Retype the lines of every item below without changing a character.

(Dataset items)
.....

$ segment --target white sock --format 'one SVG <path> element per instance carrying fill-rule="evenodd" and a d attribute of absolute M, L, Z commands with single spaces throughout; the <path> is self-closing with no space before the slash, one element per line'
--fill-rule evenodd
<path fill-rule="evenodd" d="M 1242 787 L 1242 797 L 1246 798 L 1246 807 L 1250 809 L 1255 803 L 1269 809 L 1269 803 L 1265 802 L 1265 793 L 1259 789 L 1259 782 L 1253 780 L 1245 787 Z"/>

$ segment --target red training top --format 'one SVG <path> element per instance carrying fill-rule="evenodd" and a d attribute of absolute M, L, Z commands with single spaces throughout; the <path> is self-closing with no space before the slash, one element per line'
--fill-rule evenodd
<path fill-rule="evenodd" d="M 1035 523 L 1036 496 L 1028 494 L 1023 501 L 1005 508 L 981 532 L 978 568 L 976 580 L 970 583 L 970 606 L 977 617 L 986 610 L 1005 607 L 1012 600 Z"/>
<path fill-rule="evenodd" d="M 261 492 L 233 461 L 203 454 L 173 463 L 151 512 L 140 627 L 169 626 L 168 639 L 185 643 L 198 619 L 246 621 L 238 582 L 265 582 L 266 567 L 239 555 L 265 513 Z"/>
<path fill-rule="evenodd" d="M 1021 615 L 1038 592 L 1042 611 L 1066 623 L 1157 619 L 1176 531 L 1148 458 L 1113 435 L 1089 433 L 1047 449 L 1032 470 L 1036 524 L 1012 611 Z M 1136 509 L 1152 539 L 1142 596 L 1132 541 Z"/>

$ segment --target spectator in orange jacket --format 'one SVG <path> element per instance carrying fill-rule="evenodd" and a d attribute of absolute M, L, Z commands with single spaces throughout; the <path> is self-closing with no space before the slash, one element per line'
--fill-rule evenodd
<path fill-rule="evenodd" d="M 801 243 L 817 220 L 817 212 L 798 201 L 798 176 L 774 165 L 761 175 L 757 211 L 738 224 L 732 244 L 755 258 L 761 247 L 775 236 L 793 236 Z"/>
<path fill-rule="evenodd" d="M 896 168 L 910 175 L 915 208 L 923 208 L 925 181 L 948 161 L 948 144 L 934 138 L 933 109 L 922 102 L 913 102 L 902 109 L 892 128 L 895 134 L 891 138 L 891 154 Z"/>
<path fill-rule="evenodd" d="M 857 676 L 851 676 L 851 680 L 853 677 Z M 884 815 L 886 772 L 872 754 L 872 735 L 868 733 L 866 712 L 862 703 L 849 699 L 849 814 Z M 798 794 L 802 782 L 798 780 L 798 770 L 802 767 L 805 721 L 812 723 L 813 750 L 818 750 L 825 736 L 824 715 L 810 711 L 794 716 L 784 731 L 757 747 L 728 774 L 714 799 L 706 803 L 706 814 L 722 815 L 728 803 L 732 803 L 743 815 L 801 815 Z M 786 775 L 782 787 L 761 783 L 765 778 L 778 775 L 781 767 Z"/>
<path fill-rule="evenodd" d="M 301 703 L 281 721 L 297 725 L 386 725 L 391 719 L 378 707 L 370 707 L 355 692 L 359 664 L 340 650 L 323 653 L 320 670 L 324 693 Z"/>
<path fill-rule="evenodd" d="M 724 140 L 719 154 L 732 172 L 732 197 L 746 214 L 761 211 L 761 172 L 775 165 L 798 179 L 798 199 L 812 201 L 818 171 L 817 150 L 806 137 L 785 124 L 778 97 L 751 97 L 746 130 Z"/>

.....

• **Solution below**:
$ segment --target white sock --format 'one SVG <path> element per instance carrying fill-rule="evenodd" and a d attribute of absolute M, L, Z commands with single spaces throughout; the <path> is self-closing with no space before the slash, one element per line'
--fill-rule evenodd
<path fill-rule="evenodd" d="M 1242 787 L 1242 797 L 1246 798 L 1246 807 L 1250 809 L 1255 803 L 1269 809 L 1269 803 L 1265 802 L 1265 793 L 1259 789 L 1259 782 L 1253 780 L 1245 787 Z"/>

$ segment --target red training top --format 'one SVG <path> element per instance carrying fill-rule="evenodd" and a d attribute of absolute M, L, Z commands with single spaces throughout; the <path> is self-closing with no space before the slash, one element per line'
--fill-rule evenodd
<path fill-rule="evenodd" d="M 1035 523 L 1036 496 L 1028 494 L 1023 501 L 1005 508 L 981 532 L 978 568 L 976 580 L 970 583 L 970 606 L 977 617 L 986 610 L 1005 607 L 1012 600 Z"/>
<path fill-rule="evenodd" d="M 261 492 L 233 461 L 203 454 L 173 463 L 151 512 L 140 627 L 169 626 L 168 639 L 185 643 L 198 619 L 246 621 L 238 582 L 265 582 L 266 567 L 239 555 L 265 513 Z"/>
<path fill-rule="evenodd" d="M 1021 615 L 1038 592 L 1042 611 L 1066 623 L 1157 619 L 1176 531 L 1148 458 L 1113 435 L 1089 433 L 1047 449 L 1032 470 L 1036 524 L 1012 611 Z M 1136 509 L 1152 539 L 1142 596 L 1132 541 Z"/>

$ segment --target spectator in orange jacket --format 'one SVG <path> element per instance carrying fill-rule="evenodd" and a d attribute of absolute M, L, Z commands with single spaces throughout; the <path> is self-closing with no space before the slash, one element per line'
--fill-rule evenodd
<path fill-rule="evenodd" d="M 801 243 L 817 220 L 817 212 L 798 201 L 798 176 L 774 165 L 761 175 L 757 211 L 738 224 L 732 244 L 755 258 L 761 247 L 775 236 L 793 236 Z"/>
<path fill-rule="evenodd" d="M 896 168 L 910 175 L 915 208 L 923 208 L 925 181 L 948 161 L 948 144 L 934 138 L 933 109 L 922 102 L 913 102 L 902 109 L 892 128 L 895 134 L 891 138 L 891 154 Z"/>
<path fill-rule="evenodd" d="M 857 676 L 851 676 L 851 680 L 853 677 Z M 884 815 L 886 772 L 872 754 L 872 735 L 868 733 L 866 712 L 862 703 L 849 699 L 849 814 Z M 798 794 L 802 782 L 798 780 L 798 770 L 802 767 L 805 721 L 812 723 L 813 750 L 818 750 L 825 736 L 824 715 L 810 711 L 794 716 L 784 731 L 757 747 L 728 774 L 714 799 L 706 803 L 706 814 L 722 815 L 728 803 L 732 803 L 743 815 L 801 815 Z M 786 775 L 782 787 L 761 783 L 765 778 L 778 775 L 781 767 Z"/>
<path fill-rule="evenodd" d="M 301 703 L 281 721 L 297 725 L 386 725 L 391 719 L 378 707 L 370 707 L 355 692 L 359 664 L 340 650 L 323 653 L 320 670 L 324 693 Z"/>
<path fill-rule="evenodd" d="M 724 140 L 719 154 L 732 172 L 732 197 L 746 214 L 761 211 L 761 172 L 775 165 L 798 179 L 798 199 L 812 201 L 818 171 L 817 150 L 806 137 L 785 124 L 778 97 L 751 97 L 746 130 Z"/>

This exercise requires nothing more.